======== SELECTED PASSAGE ========

I found myself some free time between research and other work stuff. I played with JACK audio on my AMD64 system (http://www.jackaudio.org). In my opinion there are 3 things that GNU/Linux sux0rs at.. Audio, Printing, and Installing. Each one is a black art. JACK audio is yet another audio server, but it has a twist, it was designed and written to have zero-to-low latency. The server eats up 0.25% of my processor when it's running and I can't detect any latency (unlike some other sound daemons with several K buffers).
Jack shows some promise, it's installing it on an AMD64 system is probably my first mistake, since nothing works on AMD64 right away.. My second mistake is that I have 2 soundcards, and I'd like to use both of them. Problem, the JACK daemon supports one soundcard.. you have to run one daemon for each soundcard. Problem, JACK daemons don't talk to each other.
One of the reasons I took a liking to JACK was what it lets you do with connections. A GUI app like qjackctl (http://qjackctl.sourceforge.net/) can connect and disconnect apps to various sound interfaces while running. I can start playing an MP3, then disconnect the left, right, or both channels from my "sound card". My sound card is just an object that accepts a sound stream. Other objects that accept sound streams are, for example, Audacity (http://audacity.sourceforge.net/) so I can redirect the MP3 into Audacity. The music player is just a sound source, so is the MIC input.. you get the idea. Using this sort of system you can chain applications together, duplicate input or output, and generally be in total control of your sound. /me likes.
But I'm a special user, I have 2 sound cards (a 5.1 dolby system connected to an SB Audigy, and an el-cheapo AC'97 onboard jobbie connected to my headset earphone and mic). It would sure be nice to be able to redirect the output of any app to _either_ sound card, from a single interfece.. or redirect my headset MIC input to my 5.1 speakers (well, that's not very common, but I succeeded!, read on.)

======== EXCERPTED DATA ========

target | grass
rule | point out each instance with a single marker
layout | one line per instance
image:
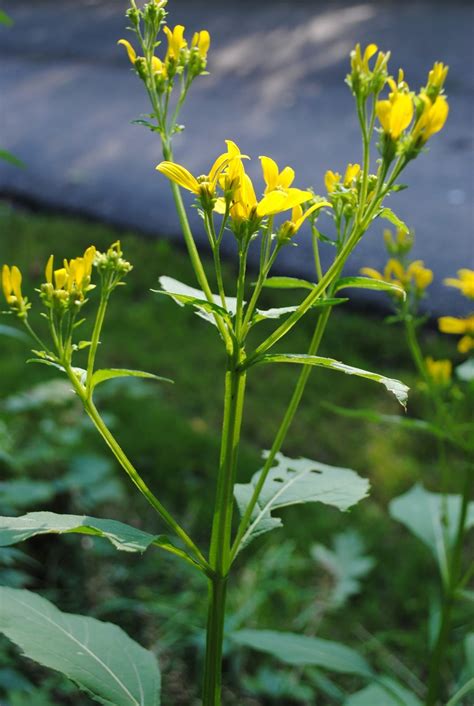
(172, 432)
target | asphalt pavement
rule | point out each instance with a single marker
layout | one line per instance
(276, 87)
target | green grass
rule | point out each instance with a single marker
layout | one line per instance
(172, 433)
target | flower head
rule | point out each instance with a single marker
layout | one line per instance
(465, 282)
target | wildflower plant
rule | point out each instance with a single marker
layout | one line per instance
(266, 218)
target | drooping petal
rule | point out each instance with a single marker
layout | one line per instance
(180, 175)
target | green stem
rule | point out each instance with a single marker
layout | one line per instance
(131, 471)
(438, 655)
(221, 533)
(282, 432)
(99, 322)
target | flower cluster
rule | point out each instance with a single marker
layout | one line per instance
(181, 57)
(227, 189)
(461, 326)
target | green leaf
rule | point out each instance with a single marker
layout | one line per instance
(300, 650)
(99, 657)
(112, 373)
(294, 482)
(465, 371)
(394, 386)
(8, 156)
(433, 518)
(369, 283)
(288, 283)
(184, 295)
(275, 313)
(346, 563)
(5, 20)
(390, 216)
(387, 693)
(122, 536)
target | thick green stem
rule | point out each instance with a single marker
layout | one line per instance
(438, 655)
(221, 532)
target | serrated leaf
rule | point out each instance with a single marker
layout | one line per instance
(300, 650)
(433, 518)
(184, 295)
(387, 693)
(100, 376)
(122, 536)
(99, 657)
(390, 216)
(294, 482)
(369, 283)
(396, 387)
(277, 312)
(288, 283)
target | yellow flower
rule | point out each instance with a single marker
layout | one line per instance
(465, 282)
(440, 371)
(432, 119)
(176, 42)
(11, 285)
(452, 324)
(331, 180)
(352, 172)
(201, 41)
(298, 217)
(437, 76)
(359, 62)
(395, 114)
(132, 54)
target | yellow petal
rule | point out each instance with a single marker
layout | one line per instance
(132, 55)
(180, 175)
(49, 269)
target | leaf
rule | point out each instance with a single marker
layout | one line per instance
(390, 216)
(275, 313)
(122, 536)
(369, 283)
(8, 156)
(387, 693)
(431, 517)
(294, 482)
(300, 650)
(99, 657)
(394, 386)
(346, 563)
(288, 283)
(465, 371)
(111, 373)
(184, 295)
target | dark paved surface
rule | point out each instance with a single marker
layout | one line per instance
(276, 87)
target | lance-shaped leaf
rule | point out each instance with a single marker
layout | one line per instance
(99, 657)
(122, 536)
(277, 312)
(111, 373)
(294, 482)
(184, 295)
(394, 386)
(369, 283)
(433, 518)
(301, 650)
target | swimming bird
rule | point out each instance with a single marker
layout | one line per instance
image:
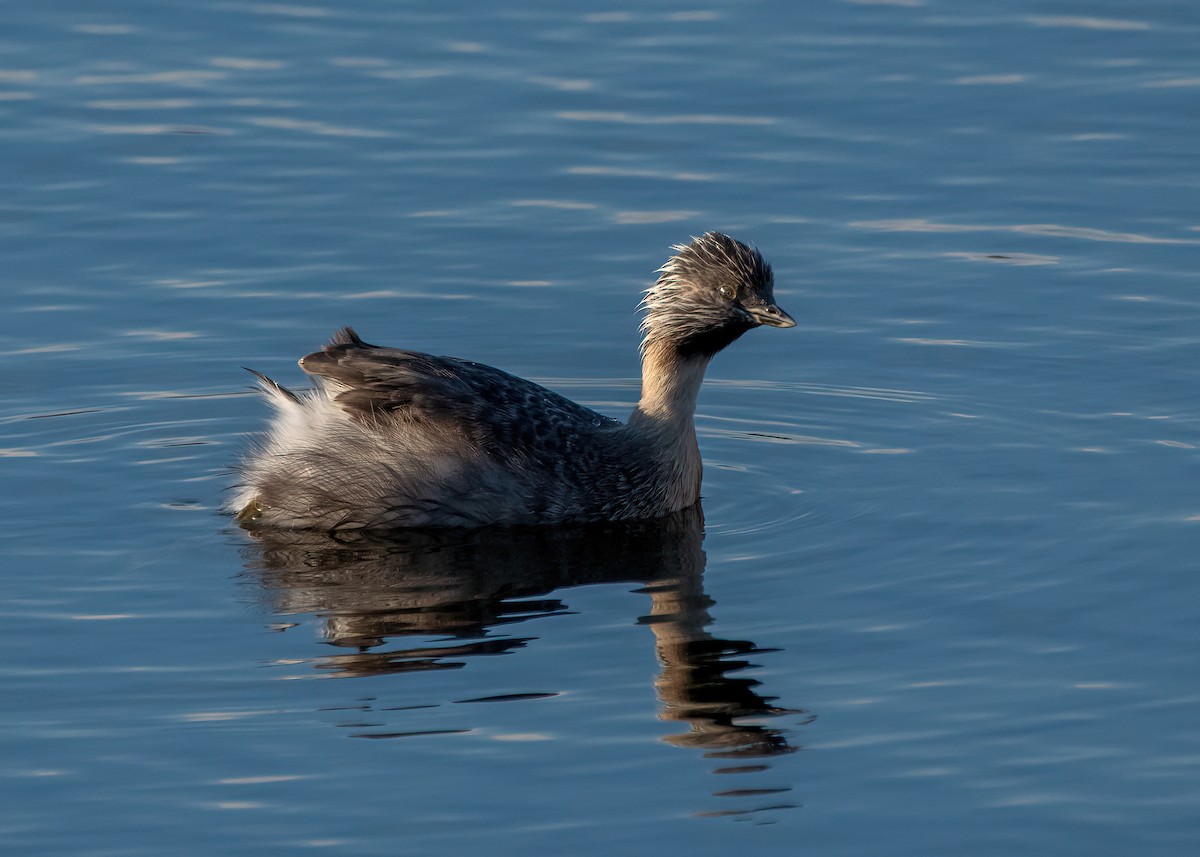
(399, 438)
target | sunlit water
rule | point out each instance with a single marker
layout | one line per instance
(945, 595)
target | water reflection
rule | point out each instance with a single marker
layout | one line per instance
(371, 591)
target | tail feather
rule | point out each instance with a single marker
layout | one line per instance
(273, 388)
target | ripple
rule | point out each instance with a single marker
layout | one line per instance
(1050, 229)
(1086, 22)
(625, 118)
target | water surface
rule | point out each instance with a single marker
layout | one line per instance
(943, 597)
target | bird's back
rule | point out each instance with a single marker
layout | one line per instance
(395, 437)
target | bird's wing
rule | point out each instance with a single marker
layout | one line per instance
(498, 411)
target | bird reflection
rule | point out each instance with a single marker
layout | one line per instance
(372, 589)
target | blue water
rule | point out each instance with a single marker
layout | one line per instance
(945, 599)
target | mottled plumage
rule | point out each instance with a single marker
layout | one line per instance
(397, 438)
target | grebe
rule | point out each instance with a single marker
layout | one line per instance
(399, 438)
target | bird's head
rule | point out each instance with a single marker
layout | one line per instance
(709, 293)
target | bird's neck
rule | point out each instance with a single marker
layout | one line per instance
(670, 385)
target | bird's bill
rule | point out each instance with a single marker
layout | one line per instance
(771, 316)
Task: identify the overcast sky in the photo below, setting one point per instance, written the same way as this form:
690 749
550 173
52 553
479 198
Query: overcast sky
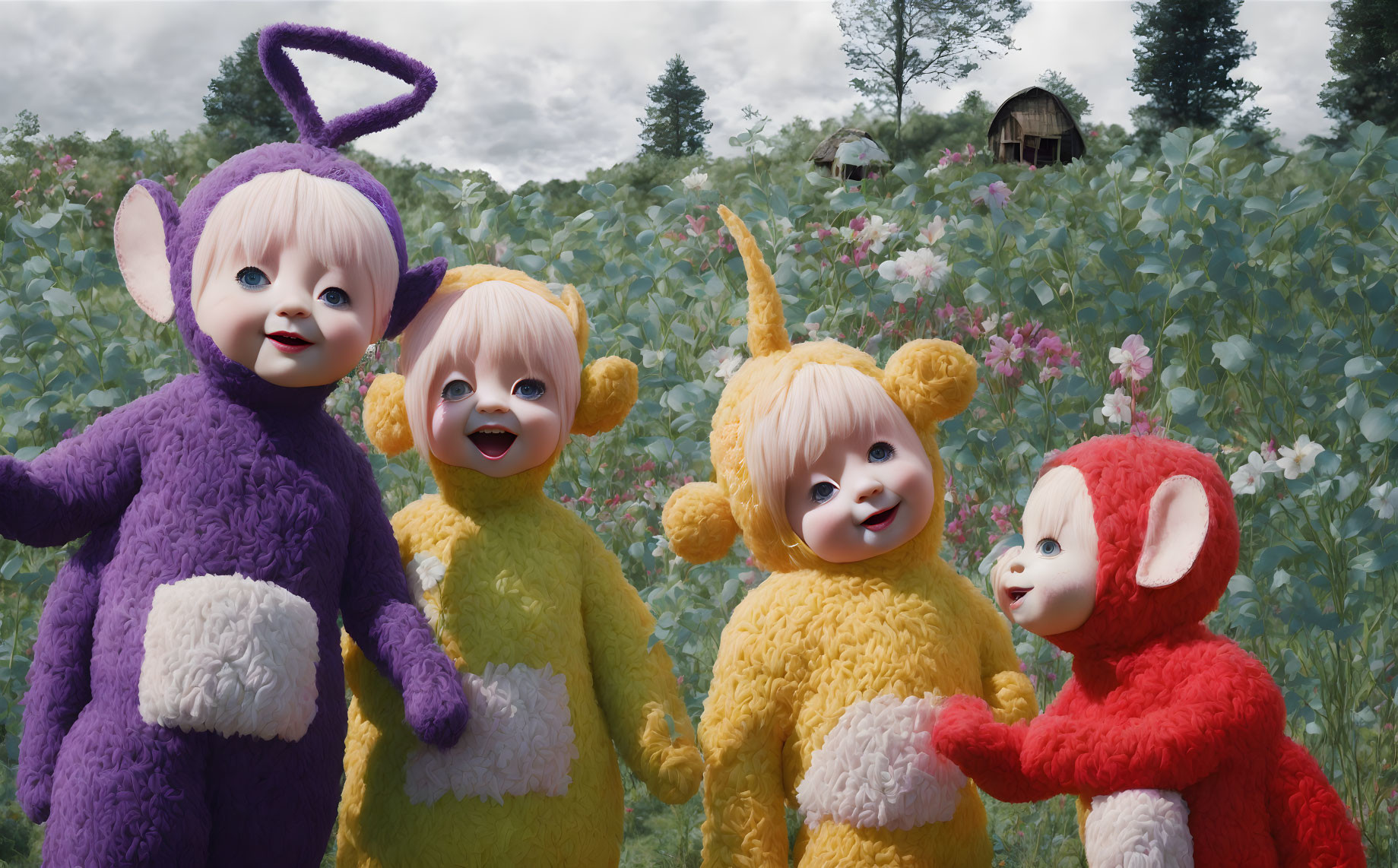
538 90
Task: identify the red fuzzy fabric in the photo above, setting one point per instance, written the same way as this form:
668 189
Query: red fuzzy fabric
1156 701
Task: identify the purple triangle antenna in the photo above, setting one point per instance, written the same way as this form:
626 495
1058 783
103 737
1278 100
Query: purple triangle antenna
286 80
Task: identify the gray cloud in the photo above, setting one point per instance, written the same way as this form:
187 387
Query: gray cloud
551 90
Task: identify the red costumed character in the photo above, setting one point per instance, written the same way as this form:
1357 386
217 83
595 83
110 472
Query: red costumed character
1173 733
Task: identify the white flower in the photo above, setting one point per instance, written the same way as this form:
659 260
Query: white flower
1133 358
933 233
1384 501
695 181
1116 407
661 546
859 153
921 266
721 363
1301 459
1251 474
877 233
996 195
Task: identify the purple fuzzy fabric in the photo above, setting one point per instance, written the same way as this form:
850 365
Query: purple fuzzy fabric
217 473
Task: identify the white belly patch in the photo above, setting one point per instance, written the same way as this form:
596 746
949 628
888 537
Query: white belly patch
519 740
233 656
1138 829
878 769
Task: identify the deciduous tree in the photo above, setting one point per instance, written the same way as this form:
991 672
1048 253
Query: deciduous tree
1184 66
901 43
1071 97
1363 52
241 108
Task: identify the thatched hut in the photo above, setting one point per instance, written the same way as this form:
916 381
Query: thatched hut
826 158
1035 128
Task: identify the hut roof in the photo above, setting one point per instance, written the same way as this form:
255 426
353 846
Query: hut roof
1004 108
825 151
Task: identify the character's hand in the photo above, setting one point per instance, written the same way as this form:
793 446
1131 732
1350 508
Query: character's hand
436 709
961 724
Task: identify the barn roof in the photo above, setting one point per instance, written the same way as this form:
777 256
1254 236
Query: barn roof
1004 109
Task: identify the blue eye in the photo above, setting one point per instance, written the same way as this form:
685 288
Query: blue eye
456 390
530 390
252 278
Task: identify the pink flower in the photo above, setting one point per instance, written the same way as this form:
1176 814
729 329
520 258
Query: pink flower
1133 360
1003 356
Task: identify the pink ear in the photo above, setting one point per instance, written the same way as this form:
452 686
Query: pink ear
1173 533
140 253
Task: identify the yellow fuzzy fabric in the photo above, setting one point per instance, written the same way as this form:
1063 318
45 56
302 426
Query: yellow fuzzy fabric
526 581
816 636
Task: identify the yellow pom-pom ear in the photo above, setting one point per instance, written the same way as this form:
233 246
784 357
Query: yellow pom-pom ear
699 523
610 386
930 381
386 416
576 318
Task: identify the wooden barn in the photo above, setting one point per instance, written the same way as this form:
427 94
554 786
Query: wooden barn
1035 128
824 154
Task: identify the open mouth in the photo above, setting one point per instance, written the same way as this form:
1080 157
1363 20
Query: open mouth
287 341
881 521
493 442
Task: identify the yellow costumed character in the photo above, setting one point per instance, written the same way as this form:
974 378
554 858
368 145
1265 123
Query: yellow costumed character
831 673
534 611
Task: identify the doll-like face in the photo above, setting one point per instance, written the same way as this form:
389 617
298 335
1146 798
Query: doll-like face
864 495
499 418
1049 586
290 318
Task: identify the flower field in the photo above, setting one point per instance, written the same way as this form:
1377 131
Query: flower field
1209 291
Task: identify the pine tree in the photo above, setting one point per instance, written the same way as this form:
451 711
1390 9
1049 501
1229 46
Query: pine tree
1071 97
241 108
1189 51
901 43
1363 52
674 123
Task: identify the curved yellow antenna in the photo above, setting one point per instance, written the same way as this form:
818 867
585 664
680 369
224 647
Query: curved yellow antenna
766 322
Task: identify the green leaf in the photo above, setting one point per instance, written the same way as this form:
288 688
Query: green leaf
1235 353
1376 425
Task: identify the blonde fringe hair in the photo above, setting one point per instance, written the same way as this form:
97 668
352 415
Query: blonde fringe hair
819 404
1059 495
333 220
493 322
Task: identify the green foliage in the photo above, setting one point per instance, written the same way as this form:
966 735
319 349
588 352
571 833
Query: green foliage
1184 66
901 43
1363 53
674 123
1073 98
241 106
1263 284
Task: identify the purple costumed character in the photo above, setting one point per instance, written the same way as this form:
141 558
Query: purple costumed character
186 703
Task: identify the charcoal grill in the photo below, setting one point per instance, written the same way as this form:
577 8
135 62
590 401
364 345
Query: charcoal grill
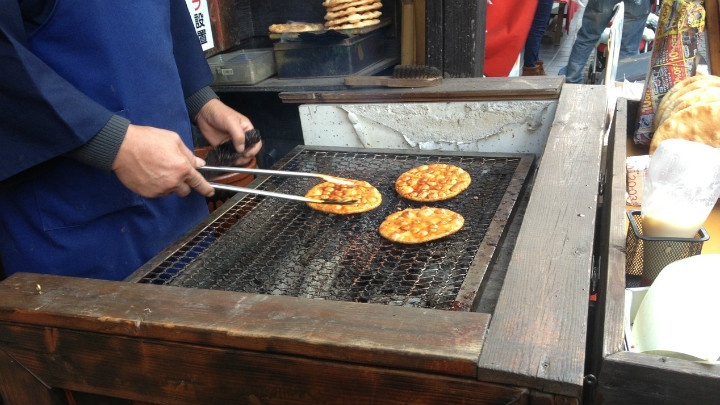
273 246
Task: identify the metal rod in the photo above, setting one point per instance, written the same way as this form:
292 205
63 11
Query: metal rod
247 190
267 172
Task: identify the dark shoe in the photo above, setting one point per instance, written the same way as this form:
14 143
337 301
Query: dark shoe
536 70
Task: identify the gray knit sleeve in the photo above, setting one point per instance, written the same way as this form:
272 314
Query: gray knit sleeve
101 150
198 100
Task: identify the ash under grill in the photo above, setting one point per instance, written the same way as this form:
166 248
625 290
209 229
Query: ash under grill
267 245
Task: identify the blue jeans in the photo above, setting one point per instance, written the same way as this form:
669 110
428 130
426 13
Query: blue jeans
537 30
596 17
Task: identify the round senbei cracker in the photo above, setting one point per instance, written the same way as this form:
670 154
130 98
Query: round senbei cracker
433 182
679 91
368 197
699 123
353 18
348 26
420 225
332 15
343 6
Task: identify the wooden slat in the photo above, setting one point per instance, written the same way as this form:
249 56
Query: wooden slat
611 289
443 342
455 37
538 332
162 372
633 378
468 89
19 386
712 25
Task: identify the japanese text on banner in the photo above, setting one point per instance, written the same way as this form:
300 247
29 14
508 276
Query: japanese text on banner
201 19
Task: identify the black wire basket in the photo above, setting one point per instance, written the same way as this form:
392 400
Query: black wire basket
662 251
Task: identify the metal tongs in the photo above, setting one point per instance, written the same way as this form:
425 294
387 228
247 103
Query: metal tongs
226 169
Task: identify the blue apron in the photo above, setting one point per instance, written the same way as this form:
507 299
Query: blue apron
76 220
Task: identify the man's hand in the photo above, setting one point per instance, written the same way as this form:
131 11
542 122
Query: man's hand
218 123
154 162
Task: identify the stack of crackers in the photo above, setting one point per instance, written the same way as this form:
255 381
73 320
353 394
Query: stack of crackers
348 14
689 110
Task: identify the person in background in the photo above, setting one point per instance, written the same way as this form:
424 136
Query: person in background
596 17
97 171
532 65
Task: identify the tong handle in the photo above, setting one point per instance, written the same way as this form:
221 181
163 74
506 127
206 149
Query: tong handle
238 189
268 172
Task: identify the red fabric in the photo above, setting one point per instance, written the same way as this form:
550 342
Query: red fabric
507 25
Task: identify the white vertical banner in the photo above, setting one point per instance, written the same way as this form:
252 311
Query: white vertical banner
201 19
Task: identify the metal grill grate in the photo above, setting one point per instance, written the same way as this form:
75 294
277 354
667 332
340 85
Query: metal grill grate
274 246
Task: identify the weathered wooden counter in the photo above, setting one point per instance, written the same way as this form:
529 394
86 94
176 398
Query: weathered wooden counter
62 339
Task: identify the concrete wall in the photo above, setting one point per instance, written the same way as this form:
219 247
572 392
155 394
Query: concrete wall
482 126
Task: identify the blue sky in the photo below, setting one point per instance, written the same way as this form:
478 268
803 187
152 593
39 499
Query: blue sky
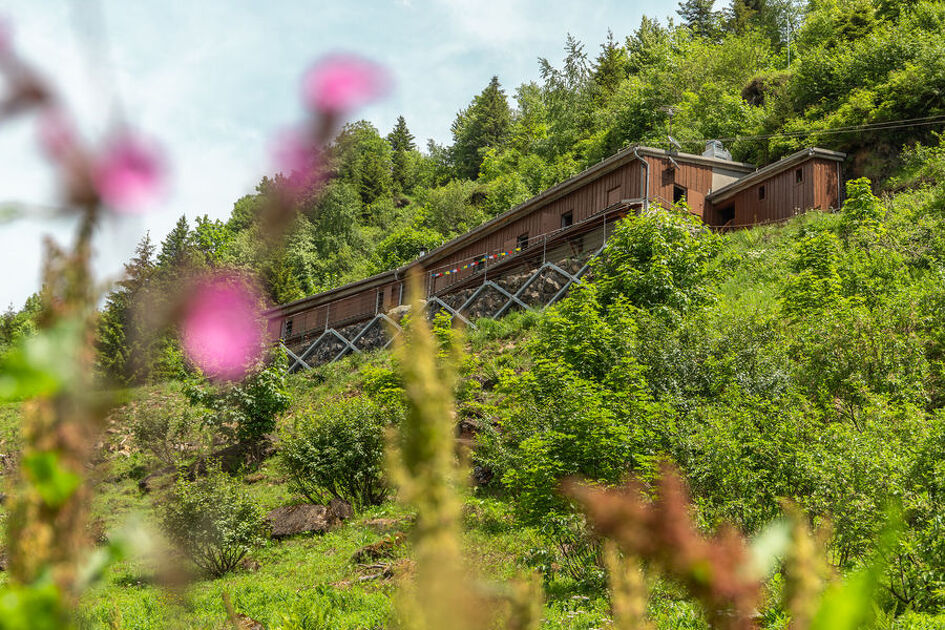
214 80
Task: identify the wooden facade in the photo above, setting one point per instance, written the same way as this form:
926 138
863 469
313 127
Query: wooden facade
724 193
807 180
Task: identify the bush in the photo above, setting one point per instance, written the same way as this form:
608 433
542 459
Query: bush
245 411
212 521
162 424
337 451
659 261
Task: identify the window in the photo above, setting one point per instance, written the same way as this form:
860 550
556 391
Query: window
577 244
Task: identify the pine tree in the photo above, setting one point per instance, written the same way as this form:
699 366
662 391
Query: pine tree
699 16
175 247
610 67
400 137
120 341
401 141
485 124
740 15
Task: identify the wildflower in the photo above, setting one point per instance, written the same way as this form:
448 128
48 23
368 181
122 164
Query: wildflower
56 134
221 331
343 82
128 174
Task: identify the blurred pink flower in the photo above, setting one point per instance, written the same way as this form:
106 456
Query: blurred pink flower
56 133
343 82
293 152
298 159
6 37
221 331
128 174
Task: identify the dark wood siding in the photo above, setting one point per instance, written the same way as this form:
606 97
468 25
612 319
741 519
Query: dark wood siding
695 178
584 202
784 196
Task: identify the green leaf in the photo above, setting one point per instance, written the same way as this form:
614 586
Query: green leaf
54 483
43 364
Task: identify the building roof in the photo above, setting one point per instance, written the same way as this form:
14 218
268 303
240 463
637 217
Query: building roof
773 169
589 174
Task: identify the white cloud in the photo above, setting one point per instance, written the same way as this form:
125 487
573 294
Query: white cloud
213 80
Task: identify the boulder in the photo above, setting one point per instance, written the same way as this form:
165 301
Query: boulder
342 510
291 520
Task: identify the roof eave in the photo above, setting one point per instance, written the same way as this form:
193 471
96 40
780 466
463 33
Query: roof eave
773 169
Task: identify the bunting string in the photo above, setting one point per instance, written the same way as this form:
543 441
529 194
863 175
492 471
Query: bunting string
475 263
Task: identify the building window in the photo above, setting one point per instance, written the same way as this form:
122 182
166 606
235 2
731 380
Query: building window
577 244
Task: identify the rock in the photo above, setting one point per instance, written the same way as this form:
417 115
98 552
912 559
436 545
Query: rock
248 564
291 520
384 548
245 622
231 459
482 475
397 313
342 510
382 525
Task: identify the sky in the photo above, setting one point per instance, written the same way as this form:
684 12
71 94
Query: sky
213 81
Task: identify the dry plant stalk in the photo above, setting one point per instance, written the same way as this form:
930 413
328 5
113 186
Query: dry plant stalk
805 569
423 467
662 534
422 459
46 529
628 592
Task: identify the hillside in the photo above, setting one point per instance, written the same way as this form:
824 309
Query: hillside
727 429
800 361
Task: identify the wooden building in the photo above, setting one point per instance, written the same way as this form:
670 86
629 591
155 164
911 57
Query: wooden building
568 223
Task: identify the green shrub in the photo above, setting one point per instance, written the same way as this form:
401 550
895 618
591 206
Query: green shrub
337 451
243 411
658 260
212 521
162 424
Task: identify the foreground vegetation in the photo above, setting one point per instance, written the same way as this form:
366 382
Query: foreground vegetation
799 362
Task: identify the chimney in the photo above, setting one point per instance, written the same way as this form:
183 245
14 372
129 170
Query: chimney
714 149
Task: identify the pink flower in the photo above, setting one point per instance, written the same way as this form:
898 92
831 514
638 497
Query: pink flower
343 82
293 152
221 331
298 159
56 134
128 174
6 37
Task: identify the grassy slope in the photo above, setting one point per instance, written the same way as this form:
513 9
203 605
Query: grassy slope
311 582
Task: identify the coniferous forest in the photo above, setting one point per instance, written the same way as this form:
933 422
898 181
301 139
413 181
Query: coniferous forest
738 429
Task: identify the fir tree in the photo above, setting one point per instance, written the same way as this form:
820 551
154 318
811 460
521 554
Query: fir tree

========

* _WORK TO DO_: Revise the JACK audio post starting at "I found myself" and ending at "several K buffers).", putting "CPU" in place of "processor".

* _FINISHED ANSWER_:
I found myself some free time between research and other work stuff. I played with JACK audio on my AMD64 system (http://www.jackaudio.org). In my opinion there are 3 things that GNU/Linux sux0rs at.. Audio, Printing, and Installing. Each one is a black art. JACK audio is yet another audio server, but it has a twist, it was designed and written to have zero-to-low latency. The server eats up 0.25% of my CPU when it's running and I can't detect any latency (unlike some other sound daemons with several K buffers).